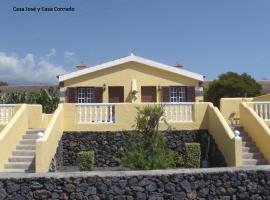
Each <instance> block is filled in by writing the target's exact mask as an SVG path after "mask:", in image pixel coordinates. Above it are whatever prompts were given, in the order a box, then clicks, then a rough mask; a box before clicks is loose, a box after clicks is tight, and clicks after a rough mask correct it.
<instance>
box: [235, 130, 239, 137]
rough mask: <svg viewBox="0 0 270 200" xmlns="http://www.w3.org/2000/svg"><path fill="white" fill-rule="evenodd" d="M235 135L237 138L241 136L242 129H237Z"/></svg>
mask: <svg viewBox="0 0 270 200" xmlns="http://www.w3.org/2000/svg"><path fill="white" fill-rule="evenodd" d="M234 135H235V137H236V138H240V131H238V130H235V131H234Z"/></svg>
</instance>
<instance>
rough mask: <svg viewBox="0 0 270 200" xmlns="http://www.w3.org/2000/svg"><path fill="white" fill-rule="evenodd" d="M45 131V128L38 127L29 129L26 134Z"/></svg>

______

### YOUR TASK
Rewrite the entries starting at the beginning and ending at the line containing "box: [235, 130, 239, 137]", replacing "clicks" with "points" and changing nothing else. Leave the picture out.

### OUTPUT OF THE TASK
Each <instance> block is filled in by writing the target's exact mask as an SVG path after "mask:", in image pixel coordinates. Above it are whatever prompts were given, in the order a box, then points, then a rough mask; a box before points is loose, a box after points is tight, and points after a rough mask correct it.
<instance>
box: [235, 130, 239, 137]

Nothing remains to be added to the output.